▶ TAREA: Transcribe literalmente el tramo del texto sobre el mango que empieza con las palabras "Así es la vida, siempre" y termina con "sensorial funciona así.".

▶ TEXTO FUENTE:
* * * *
Era lo último que quedaba ya, después de un buen rato de saborear la pulpa jugosa, paso a paso, metódicamente, sólo quedaba el pedacito que completaba lo que antes fuera un mango.

Bueno, técnicamente estaba adherido a la semilla del mismo, pero ustedes entienden.

Al principio, los sentidos esperan con ansias la marea de sensaciones que vienen y te traen de la memoria aquellas otras veces que hicimos lo mismo, pero aunque sabemos cómo termina, cada mango tiene algo de especial. Todos son diferentes y sabemos que queremos este también.

Así es la vida, siempre queremos más.

Todo entra por la vista, esa cáscara dura que tiene todos los tonos entre el rojo, púrpura y el amarillo, como los efímeros atardeceres de verano que vio desde su rama del árbol. Es un placer poder verlos apilados en los anaqueles del supermercado cuando están maduros. No es posible pasar por ahí sin apreciarlos detenidamente y disfrutar esa paleta cromática que nos devuelve a, — no sé — quizás una playa, cogido de la mano de una lindísima morena, justo en ese instante último en que el sol se hunde en el horizonte.

Una visión muy romántica para un simple mango, pero la memoria sensorial funciona así.
* * * *
▶ ÍTEMS PROPORCIONADOS:
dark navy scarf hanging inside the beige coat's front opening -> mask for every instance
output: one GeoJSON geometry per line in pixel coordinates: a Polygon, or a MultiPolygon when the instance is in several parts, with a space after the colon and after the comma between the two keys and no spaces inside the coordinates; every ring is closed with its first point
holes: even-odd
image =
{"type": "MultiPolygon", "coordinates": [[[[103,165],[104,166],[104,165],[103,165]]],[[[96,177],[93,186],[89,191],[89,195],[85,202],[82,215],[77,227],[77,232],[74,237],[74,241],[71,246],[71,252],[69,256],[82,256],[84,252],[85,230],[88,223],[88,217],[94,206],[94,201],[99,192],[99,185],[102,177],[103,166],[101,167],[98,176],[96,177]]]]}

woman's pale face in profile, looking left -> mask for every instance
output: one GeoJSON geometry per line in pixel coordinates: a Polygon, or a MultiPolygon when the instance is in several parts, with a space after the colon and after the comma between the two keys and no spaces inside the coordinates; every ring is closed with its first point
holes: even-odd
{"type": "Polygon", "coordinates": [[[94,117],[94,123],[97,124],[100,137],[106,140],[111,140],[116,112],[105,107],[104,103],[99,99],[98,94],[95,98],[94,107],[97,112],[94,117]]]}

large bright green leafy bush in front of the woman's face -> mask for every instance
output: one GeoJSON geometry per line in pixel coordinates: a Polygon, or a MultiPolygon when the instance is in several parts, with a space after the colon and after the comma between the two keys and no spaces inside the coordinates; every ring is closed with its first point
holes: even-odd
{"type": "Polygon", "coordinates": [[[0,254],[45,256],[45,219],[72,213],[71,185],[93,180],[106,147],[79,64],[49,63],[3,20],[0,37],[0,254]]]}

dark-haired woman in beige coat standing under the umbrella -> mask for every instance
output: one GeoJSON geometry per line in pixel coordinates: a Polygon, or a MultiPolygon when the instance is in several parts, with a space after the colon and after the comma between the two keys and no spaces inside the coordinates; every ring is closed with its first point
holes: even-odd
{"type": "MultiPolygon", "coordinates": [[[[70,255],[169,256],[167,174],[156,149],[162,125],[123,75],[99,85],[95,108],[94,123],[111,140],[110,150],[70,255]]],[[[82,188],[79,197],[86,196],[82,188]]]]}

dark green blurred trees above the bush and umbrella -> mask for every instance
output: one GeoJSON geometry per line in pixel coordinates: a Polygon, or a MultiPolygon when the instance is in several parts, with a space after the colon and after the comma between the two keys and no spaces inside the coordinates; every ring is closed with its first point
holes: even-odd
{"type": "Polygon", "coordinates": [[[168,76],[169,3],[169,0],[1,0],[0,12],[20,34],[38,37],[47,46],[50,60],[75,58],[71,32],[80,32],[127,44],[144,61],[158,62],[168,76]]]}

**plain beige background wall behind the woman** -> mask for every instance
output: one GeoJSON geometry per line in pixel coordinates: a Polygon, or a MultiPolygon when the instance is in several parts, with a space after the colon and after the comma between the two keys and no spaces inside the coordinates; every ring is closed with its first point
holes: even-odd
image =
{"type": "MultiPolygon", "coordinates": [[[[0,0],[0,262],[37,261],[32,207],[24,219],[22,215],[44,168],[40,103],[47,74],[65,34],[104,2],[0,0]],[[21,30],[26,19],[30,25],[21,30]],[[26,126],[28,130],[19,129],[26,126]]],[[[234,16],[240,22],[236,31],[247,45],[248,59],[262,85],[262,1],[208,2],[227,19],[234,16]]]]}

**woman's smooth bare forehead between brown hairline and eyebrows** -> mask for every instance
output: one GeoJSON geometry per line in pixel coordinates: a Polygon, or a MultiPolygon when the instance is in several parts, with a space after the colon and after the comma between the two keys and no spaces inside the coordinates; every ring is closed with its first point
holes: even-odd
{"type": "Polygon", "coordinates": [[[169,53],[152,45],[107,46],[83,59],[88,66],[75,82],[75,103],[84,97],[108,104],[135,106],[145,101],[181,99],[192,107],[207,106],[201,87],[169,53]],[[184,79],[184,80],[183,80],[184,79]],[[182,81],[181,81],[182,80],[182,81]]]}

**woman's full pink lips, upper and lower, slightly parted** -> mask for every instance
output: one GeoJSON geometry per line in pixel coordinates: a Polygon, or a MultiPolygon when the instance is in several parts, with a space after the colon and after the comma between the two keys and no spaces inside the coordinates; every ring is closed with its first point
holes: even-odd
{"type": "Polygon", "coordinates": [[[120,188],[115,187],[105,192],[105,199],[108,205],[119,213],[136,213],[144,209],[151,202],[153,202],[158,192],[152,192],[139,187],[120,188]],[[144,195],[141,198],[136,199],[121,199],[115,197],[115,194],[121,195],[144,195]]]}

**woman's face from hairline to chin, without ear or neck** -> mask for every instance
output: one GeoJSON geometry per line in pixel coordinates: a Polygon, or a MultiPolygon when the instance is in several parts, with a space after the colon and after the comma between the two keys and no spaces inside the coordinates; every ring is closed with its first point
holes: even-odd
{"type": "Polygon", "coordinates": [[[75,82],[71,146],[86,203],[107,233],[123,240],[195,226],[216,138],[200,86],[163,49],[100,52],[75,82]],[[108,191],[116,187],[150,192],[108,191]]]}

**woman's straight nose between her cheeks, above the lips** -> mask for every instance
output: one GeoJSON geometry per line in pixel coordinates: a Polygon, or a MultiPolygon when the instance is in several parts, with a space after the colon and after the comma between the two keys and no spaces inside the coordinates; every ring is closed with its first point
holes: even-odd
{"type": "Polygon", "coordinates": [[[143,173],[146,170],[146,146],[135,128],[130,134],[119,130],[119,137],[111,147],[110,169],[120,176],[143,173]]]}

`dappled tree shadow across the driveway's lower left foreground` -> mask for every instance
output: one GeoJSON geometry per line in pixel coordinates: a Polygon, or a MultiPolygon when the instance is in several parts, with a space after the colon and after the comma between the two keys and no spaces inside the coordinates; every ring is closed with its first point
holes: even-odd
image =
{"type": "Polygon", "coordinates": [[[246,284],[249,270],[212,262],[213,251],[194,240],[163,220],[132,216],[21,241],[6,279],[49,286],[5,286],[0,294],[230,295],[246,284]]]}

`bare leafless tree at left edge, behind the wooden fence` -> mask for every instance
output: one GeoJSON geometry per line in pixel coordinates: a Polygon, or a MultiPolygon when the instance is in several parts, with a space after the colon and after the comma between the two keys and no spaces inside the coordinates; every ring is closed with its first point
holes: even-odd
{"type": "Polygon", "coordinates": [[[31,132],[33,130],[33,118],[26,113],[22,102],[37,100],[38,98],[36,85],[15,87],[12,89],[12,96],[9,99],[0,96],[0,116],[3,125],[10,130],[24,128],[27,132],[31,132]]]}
* * * *
▶ RESPUESTA:
Así es la vida, siempre queremos más.

Todo entra por la vista, esa cáscara dura que tiene todos los tonos entre el rojo, púrpura y el amarillo, como los efímeros atardeceres de verano que vio desde su rama del árbol. Es un placer poder verlos apilados en los anaqueles del supermercado cuando están maduros. No es posible pasar por ahí sin apreciarlos detenidamente y disfrutar esa paleta cromática que nos devuelve a, — no sé — quizás una playa, cogido de la mano de una lindísima morena, justo en ese instante último en que el sol se hunde en el horizonte.

Una visión muy romántica para un simple mango, pero la memoria sensorial funciona así.